Supplied records:
•••
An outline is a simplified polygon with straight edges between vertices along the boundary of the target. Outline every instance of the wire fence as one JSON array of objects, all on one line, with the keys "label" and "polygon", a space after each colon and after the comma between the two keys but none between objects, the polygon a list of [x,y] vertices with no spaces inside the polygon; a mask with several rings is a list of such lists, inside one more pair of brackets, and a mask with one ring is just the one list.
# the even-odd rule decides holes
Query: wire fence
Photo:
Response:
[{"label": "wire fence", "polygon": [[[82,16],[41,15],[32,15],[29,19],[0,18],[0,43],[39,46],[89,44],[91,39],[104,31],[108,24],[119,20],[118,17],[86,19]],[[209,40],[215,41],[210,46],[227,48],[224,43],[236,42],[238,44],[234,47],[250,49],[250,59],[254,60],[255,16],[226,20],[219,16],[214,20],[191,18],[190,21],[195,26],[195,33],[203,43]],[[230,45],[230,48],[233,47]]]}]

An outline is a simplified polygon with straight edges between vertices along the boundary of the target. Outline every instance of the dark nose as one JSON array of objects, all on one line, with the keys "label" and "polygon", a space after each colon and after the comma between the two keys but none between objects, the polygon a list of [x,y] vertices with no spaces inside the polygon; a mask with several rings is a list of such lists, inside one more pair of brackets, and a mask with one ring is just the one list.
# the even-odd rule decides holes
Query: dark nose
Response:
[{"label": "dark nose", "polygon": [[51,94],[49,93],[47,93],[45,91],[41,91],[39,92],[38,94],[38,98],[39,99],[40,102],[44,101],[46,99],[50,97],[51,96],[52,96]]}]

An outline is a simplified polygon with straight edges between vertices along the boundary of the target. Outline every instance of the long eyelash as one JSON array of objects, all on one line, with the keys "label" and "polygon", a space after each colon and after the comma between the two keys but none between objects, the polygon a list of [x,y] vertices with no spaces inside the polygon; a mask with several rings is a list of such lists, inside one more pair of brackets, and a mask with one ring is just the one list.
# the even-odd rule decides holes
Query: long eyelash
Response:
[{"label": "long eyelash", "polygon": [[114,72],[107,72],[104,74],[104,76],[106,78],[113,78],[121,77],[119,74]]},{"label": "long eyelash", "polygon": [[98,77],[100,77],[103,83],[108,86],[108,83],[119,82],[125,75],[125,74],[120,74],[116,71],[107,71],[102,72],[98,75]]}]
•••
Exercise requirements: Duplicate the records above, reproducing every line without any change.

Exercise output:
An outline is a simplified polygon with straight edges between vertices along the boundary of the target. Outline every instance of the wire fence as one JSON array of objects, all on one line, with the keys "label" and "polygon", a space after each colon and after the comma between the two keys but none between objects, the polygon a list of [x,y] vertices with no spaces inside the polygon; a mask with several rings is a list of such lists, inside one more pair of brackets, and a mask with one ring is just the one list.
# the even-odd rule decides holes
Query: wire fence
Photo:
Response:
[{"label": "wire fence", "polygon": [[[82,16],[41,15],[32,15],[29,19],[0,18],[0,43],[39,46],[89,44],[91,39],[104,31],[108,24],[119,20],[118,17],[86,19]],[[209,40],[215,41],[210,46],[227,48],[224,43],[236,42],[238,44],[234,47],[250,49],[250,59],[254,60],[255,16],[226,20],[219,16],[214,20],[191,18],[190,21],[195,26],[195,33],[203,43]],[[230,45],[230,48],[233,47]]]}]

An outline is a simplified polygon with straight edges between vertices along the boundary of the target. Outline every instance of the dark nose as one JSON array of objects, all on one line, with the keys "label" and "polygon", a space after each colon and after the comma between the two keys but none between objects, the polygon a list of [x,y] vertices with no spaces inside the polygon; a mask with several rings is a list of such lists, inside one more pair of brackets, and a mask with one ring is just the one list.
# the even-odd rule decides holes
Query: dark nose
Response:
[{"label": "dark nose", "polygon": [[51,94],[49,93],[47,93],[45,91],[41,91],[39,92],[38,94],[38,98],[39,99],[40,102],[44,101],[46,99],[50,97],[51,96],[52,96]]}]

An outline is a simplified polygon with straight edges between vertices along the boundary of the target. Outline every instance of the long eyelash as one JSON array of objects, all on one line, with the keys "label" and "polygon", a space after each colon and after the comma between the two keys but none between objects, the polygon a list of [x,y] vertices with no spaces inside the polygon; a mask with several rings is a list of such lists, inside one more pair of brackets, and a mask with one ring is just the one list.
# the even-odd rule decides holes
Query: long eyelash
Response:
[{"label": "long eyelash", "polygon": [[114,72],[107,72],[104,74],[104,76],[106,78],[113,78],[121,77],[119,74]]},{"label": "long eyelash", "polygon": [[98,77],[100,77],[103,83],[108,86],[108,83],[119,82],[125,75],[125,74],[120,74],[116,71],[107,71],[102,72],[98,75]]}]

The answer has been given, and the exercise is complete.